● **Document passage**:
— start —
IN 2011, amid concerns that too many Europeans are becoming economic migrants by moving to the United Kingdom almost without restriction, it is sobering to recall that exactly a half-century ago, Great Yarmouth was furious when its attempts to welcome a refugee Polish family to make new lives here without any fuss and bother was thwarted by a publicity-seeking national organisation.

By chance, the 1000th family to land in the UK under the World Refugee Year migration schemes for the handicapped were allocated to Yarmouth. The borough housing committee made a council house in Peterhouse Avenue in Gorleston available to the husband, wife and three children but stipulated that they be allowed to settle in discreetly and integrate quietly.

So imagine the anger and disappointment in the town hall when the British Council for Aid to Refugees over-rode Yarmouth’s commendable stance and encouraged maximum publicity in the national press and on television, including a London reception.

Harry McGee, who was on the housing committee then, remembers the to-do and told his fellow members: “I was flabbergasted! An assurance was sought it would go through quietly with no fuss or bother so we could accept the family quietly into our surroundings. Now, when you have the national press and TV publicity, with the mayor going to London for a bun-fight, things have been made very difficult for this family. I think it is absolutely disgusting. It has completely defeated the whole object.

“They are coming to live near me. I am very pleased and I think we should welcome them. But I deplore the hullabaloo which is going to make things very difficult for them.

“Everyone on the Magdalen Estate would see it in the papers. There is a school near and all the children going along the road will point and say, ‘That’s the refugees’ house.’”

The Polish family became worthy Gorleston residents and, although the parents are dead, some members still live hereabouts.

In those days, and for subsequent decades, council reports formed a major part of the Mercury’s news coverage – perhaps too much in some people’s opinion, but the local Press was the only way the ordinary ratepayer could learn about town hall affairs, and we journalists were aware of our responsibilities.

These days the ratepayer – sorry, council tax payer – is probably disenchanted by local government with its remote cabinet system, lack of debate and transparency, prepared public statements rather than face-to-face questioning, and supposedly informative costly magazines consigned unread to green wheelie bins...

Reporters used to attend most council committee meetings and every full council meeting, sometimes until midnight. All committees and sub-committees reported to the council, their recommendations debated upon and scrutinised in public. Chief officers were available to the press for questioning and interview.

I do not know how the Mercury keeps track of town hall business in 2011 but I am sure it strives to ensure the public is informed within the restraints of the current set-up, newspaper manpower and editorial space. It is probably also aware that public interest in council activities has waned, the “let ‘em get on with it – there’s nothing I can do about it” opinion of the average citizen.

Browsing through the Yarmouth Mercury file for 1961, half a-century ago, it was clear that council stories were abundant. And although we kept the ratepayers up to speed with developments, this newspaper was far from being a docile town hall mouthpiece, for its journalists were responsibly quizzing and probing and viewed with apprehension by some officials.
— end —
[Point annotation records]
— start —
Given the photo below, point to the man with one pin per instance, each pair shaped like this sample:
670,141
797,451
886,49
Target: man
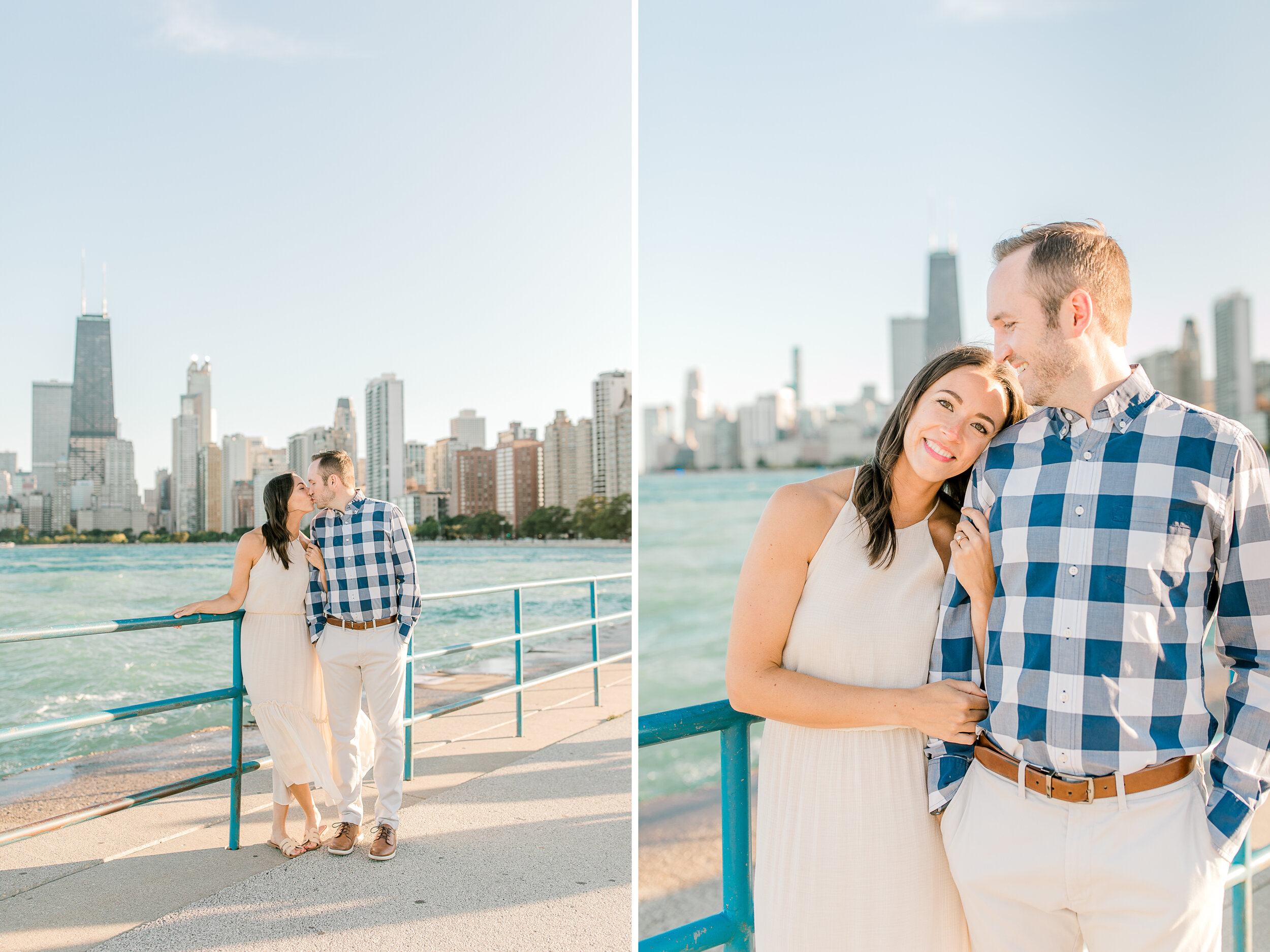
361,623
1121,521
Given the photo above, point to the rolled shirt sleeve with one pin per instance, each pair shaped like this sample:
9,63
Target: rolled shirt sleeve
1240,768
954,656
409,605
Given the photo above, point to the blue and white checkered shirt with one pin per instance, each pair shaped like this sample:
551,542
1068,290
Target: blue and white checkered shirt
370,567
1116,544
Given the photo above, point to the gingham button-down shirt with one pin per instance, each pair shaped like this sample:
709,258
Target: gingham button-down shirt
370,567
1116,544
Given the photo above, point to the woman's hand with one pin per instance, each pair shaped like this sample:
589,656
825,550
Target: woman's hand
972,556
948,710
192,608
313,555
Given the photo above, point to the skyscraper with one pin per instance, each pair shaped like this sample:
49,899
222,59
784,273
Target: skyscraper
92,399
944,308
907,353
1190,381
567,461
385,442
1235,386
694,408
469,428
183,483
199,382
50,430
344,436
610,391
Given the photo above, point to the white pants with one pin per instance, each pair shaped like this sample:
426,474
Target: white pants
374,659
1138,875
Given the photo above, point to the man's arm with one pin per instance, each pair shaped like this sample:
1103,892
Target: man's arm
954,656
1241,773
409,606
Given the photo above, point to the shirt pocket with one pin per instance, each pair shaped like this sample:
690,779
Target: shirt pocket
1160,537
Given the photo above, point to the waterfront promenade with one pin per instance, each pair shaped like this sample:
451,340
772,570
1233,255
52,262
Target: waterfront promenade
506,843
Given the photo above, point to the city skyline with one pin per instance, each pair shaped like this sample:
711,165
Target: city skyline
268,209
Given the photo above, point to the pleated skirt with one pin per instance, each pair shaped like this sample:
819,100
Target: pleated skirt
283,679
847,856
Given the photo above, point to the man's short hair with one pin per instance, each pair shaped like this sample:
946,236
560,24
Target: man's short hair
337,461
1067,255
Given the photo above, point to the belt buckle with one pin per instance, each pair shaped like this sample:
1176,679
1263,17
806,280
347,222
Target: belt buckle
1070,778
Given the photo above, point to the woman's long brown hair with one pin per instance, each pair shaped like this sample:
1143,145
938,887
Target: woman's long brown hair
874,490
277,493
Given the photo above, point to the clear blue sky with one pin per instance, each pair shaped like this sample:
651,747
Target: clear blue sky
789,151
314,194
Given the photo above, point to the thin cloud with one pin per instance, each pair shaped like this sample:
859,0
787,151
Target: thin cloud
979,11
196,27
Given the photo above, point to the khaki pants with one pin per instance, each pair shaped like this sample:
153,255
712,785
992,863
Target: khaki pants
1131,874
374,659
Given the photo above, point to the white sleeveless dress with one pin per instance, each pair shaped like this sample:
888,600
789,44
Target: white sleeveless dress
283,678
847,855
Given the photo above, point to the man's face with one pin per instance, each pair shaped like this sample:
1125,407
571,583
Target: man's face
1043,356
319,490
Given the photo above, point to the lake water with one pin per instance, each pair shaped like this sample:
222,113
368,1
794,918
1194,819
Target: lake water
694,534
68,584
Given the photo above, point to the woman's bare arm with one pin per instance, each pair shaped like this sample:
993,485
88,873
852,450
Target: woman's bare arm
771,583
249,550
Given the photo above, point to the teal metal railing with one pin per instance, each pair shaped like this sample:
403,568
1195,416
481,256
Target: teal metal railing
235,694
735,927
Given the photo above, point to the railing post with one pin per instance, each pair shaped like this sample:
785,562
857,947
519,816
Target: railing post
595,644
409,707
1241,902
237,737
520,668
738,898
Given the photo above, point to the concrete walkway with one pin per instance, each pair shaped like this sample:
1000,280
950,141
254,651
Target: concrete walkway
504,842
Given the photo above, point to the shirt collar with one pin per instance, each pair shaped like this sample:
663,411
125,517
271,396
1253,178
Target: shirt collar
352,507
1119,408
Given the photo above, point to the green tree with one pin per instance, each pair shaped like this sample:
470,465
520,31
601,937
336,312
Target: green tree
548,522
585,516
615,521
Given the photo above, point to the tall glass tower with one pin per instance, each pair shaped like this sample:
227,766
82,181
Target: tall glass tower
93,420
944,308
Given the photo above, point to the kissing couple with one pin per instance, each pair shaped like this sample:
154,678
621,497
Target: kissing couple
999,621
327,617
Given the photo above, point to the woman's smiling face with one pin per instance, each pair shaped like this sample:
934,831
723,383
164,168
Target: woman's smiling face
953,423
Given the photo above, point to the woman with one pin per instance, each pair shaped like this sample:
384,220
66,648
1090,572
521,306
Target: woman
831,641
280,666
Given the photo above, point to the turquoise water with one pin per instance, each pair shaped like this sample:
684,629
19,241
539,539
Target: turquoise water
694,534
68,584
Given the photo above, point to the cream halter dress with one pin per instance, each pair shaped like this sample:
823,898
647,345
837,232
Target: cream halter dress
847,855
283,678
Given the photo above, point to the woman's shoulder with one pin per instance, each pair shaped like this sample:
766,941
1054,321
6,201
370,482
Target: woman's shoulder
813,501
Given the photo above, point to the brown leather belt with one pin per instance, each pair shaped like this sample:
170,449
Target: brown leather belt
1080,790
359,626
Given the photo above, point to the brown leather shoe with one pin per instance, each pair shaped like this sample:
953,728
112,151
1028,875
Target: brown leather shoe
384,846
347,836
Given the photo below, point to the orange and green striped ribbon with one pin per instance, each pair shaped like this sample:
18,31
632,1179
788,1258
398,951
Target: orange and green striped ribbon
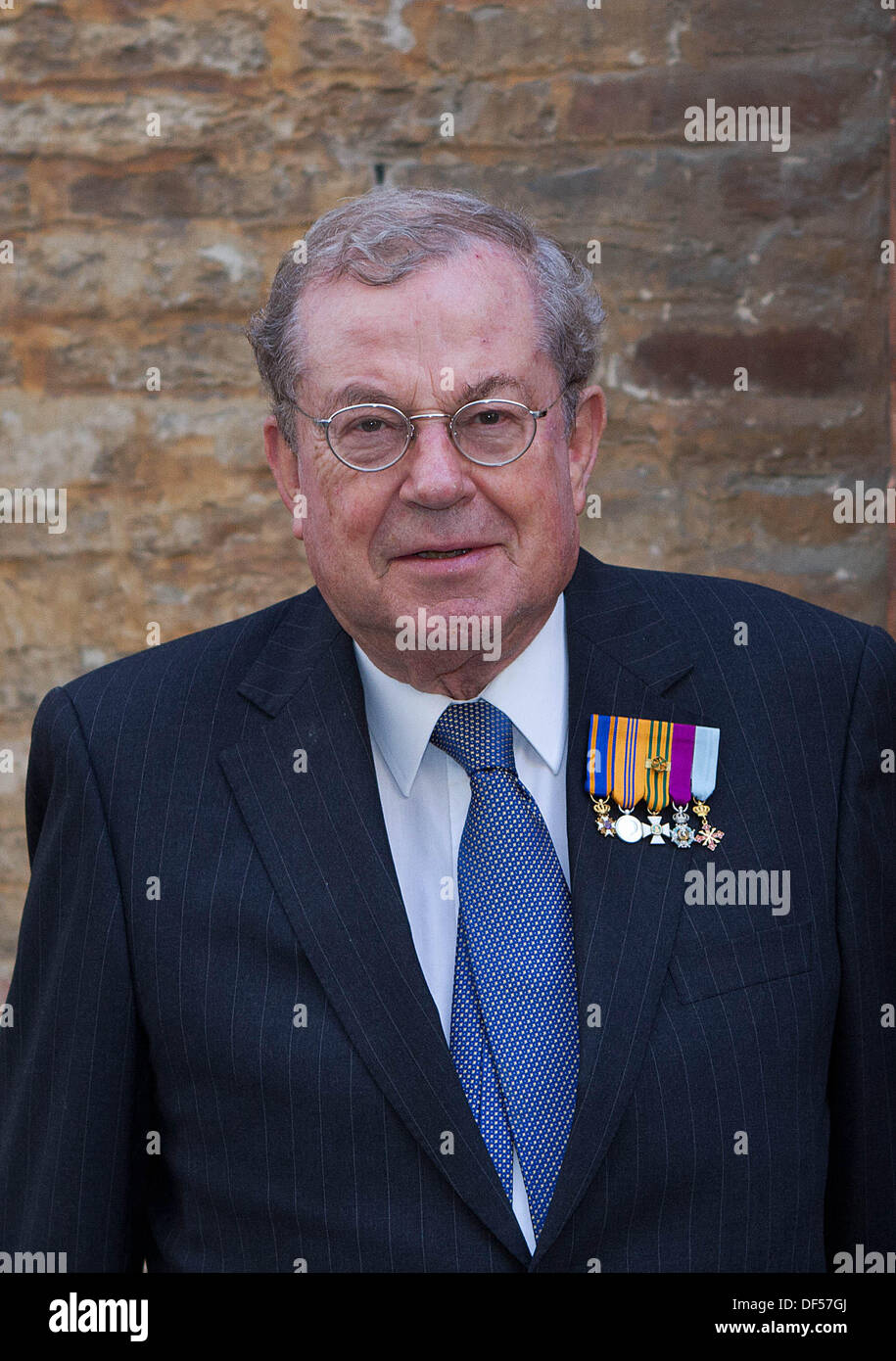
659,760
628,758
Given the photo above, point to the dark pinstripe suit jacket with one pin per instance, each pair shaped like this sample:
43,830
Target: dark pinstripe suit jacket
— end —
● **Required work**:
- a) From the Great Yarmouth article, list the reasons given for today's council tax payer probably being disenchanted with local government.
- b) According to the Great Yarmouth article, why did Harry McGee deplore the national publicity around the Polish family's arrival?
- c) Answer these questions from the Great Yarmouth article:
(i) On which street was the council house made available to the family?
(ii) Which organization encouraged maximum publicity for the family's arrival?
(iii) Until how late did reporters sometimes stay at full council meetings?

● **Correct answers**:
- a)
- Remote cabinet system
- Lack of debate and transparency
- Prepared public statements rather than face-to-face questioning
- Supposedly informative costly magazines consigned unread to green wheelie bins

- b) He believed the publicity would make things very difficult for the family, defeating the aim of letting them settle in quietly. Everyone on the Magdalen Estate would see the story in the papers, and children walking past to the nearby school would point and say, "That's the refugees' house."

- c)
(i) Peterhouse Avenue in Gorleston
(ii) The British Council for Aid to Refugees
(iii) Until midnight